• **WHAT IS BEING ASKED**
Nothing but the line with "Expected: one point per instance of the shirt collar, reported" and the lines after it, through the end of the records below, is to be repeated, exactly as it is.

• **DATA LINES**
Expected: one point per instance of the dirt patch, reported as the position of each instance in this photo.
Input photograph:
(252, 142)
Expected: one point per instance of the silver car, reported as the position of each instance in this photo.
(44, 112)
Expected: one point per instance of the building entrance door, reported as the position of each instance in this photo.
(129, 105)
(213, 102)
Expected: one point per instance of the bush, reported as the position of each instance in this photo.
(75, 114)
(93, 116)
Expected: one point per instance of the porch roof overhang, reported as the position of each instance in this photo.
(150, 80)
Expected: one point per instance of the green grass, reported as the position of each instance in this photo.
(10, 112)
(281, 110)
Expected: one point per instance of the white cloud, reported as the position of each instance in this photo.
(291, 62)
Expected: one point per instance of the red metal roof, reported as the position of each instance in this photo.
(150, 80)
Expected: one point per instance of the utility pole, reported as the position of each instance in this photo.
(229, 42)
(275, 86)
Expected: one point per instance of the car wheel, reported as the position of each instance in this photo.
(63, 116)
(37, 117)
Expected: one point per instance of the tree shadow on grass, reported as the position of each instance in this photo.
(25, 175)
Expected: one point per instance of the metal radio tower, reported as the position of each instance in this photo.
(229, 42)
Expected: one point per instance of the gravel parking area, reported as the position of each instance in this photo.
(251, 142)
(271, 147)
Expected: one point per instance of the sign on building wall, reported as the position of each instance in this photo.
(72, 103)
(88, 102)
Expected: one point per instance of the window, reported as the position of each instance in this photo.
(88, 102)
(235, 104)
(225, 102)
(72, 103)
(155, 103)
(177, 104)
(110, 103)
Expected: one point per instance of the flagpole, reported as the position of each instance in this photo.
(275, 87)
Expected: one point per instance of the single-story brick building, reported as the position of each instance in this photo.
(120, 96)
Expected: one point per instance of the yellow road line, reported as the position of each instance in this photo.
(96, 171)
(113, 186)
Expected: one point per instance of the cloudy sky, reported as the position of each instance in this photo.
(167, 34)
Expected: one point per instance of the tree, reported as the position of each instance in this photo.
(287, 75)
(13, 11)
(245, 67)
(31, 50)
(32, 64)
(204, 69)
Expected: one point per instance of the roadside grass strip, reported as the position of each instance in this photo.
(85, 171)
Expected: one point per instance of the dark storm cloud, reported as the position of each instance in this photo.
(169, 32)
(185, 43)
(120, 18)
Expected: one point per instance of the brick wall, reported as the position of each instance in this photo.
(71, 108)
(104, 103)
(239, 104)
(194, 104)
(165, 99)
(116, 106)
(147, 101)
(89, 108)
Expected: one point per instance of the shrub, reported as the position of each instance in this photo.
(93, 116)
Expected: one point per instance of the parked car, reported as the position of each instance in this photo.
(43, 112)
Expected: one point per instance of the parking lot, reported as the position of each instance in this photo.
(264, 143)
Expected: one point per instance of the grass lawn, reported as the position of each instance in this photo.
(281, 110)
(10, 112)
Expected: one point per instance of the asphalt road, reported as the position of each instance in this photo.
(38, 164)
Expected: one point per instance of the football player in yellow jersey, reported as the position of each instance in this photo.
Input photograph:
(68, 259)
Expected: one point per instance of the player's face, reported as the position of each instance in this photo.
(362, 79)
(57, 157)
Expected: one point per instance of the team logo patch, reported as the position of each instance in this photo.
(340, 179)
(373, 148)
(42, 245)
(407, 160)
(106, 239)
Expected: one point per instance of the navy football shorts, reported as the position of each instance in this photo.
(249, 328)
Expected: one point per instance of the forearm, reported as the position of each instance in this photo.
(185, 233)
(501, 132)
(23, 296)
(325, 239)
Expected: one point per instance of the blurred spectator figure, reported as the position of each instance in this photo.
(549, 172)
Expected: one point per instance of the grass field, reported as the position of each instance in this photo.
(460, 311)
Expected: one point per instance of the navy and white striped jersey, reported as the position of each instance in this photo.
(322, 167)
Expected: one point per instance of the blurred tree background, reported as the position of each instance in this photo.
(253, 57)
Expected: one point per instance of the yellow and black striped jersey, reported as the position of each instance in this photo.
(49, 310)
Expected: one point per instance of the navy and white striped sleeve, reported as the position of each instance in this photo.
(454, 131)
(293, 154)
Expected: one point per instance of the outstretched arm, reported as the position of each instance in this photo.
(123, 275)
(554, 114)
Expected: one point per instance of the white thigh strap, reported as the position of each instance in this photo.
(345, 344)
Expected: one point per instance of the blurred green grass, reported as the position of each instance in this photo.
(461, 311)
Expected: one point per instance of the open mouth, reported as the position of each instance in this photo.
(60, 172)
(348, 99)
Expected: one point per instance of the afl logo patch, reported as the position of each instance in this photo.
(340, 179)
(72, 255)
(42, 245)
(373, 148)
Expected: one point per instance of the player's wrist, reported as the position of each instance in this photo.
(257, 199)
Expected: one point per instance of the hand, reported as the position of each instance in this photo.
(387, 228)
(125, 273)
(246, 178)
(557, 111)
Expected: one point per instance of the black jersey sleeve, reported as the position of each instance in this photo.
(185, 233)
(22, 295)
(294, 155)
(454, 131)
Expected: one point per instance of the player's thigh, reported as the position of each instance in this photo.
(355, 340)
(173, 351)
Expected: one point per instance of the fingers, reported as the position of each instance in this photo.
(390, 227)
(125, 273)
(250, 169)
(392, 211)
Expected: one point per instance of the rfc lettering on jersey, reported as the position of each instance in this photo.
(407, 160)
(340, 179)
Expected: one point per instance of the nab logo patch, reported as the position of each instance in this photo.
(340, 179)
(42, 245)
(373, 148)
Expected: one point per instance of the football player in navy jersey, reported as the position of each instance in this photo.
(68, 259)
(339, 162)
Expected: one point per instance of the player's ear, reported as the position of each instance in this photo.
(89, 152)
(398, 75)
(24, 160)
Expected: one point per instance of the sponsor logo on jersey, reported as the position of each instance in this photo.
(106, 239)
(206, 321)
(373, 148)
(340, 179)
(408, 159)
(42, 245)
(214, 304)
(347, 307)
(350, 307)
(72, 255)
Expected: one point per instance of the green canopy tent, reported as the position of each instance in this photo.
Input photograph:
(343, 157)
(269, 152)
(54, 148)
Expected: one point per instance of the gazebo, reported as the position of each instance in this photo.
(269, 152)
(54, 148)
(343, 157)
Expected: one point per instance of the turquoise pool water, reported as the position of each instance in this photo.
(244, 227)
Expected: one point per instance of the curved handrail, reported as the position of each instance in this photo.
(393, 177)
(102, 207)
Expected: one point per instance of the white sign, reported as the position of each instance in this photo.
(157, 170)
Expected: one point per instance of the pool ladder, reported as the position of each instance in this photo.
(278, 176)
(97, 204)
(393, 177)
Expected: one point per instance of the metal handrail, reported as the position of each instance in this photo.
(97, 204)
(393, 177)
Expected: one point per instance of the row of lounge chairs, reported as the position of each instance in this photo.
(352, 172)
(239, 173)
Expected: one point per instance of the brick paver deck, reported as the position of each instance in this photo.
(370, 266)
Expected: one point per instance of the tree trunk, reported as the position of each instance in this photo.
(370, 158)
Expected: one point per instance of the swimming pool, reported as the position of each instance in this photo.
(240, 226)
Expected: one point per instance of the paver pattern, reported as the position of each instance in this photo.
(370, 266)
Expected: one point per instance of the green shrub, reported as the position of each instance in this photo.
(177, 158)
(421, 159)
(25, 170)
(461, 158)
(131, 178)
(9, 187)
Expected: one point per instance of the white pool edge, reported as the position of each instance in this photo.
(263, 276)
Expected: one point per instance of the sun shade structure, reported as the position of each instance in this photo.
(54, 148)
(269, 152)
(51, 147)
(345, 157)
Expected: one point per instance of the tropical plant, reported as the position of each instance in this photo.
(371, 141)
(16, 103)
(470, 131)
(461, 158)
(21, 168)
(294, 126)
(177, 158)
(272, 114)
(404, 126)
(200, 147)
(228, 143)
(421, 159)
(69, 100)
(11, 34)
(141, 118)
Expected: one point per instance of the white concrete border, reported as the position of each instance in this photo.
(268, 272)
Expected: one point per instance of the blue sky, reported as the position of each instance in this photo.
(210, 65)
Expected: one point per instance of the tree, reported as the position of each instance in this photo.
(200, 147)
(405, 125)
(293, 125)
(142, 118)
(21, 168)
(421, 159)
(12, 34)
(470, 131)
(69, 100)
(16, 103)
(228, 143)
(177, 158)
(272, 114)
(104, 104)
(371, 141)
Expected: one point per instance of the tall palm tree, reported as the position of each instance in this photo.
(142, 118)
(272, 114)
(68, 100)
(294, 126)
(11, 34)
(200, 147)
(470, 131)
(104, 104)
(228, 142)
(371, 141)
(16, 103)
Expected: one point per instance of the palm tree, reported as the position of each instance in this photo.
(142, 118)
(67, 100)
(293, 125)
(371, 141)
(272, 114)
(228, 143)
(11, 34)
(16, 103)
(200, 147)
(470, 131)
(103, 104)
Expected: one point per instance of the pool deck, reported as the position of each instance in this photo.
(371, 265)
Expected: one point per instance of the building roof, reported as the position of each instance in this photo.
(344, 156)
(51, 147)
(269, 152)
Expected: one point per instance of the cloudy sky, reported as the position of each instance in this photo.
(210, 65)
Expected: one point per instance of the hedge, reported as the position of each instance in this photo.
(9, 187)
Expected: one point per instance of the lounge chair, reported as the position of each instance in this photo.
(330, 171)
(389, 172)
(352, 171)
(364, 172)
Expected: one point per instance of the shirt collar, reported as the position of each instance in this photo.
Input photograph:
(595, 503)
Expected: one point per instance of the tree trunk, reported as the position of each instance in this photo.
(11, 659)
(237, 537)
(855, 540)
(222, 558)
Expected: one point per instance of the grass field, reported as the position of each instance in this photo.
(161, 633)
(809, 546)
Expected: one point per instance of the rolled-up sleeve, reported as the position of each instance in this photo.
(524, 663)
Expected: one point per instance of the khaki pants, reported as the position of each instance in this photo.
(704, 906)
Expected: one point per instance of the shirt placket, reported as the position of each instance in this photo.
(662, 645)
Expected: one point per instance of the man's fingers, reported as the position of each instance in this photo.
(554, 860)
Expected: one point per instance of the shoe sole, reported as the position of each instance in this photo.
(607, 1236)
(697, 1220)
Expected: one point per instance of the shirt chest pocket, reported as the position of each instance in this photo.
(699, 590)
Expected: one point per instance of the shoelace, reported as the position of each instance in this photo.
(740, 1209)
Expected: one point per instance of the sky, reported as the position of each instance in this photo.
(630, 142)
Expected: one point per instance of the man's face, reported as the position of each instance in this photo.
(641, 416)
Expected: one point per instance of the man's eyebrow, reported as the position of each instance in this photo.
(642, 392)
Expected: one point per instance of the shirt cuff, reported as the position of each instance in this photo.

• **COMPLETE OUTPUT**
Expected: one point per instance of the shirt collar, reported as the position of each instance in this photo.
Input photograph:
(595, 503)
Expected: one point per instance of the tree trunk, reported as the position of each instance in this photo.
(11, 659)
(237, 537)
(855, 540)
(222, 558)
Expected: one point per instance of the grass field, reported as the position of each instance in this photo.
(161, 633)
(809, 546)
Expected: one point per instance of the rolled-up sleeve, reported as the position of each instance in this photo.
(524, 663)
Expected: one point per instance of the khaki pants, reported as the position of each instance in this photo.
(704, 906)
Expected: one point per instance of the shirt placket, reported as the position of each instance in this photo.
(662, 645)
Expected: one point per instance of the man's fingers, reported as the position of each instance in this photo.
(554, 860)
Expected: one point per instance of the shoe sole, reported as the position of each instance in this photo.
(607, 1236)
(697, 1220)
Expected: one point per instance of the shirt chest pocket, reported as the position of each instance in this photo.
(699, 590)
Expected: one point per instance of the shoelace, reported as the position of each instance in this photo.
(740, 1209)
Expected: one point per instance of the sky, reported as the position of each instance in this photo.
(630, 142)
Expected: one point per instance of the man's face, reported as the position of each instance in this photo.
(641, 416)
Expected: one point per instance of the man's eyebrow, reported as the position of each instance in this photo.
(642, 392)
Expected: one point per instance of the shirt cuff, reported as the position of each instance in this photo.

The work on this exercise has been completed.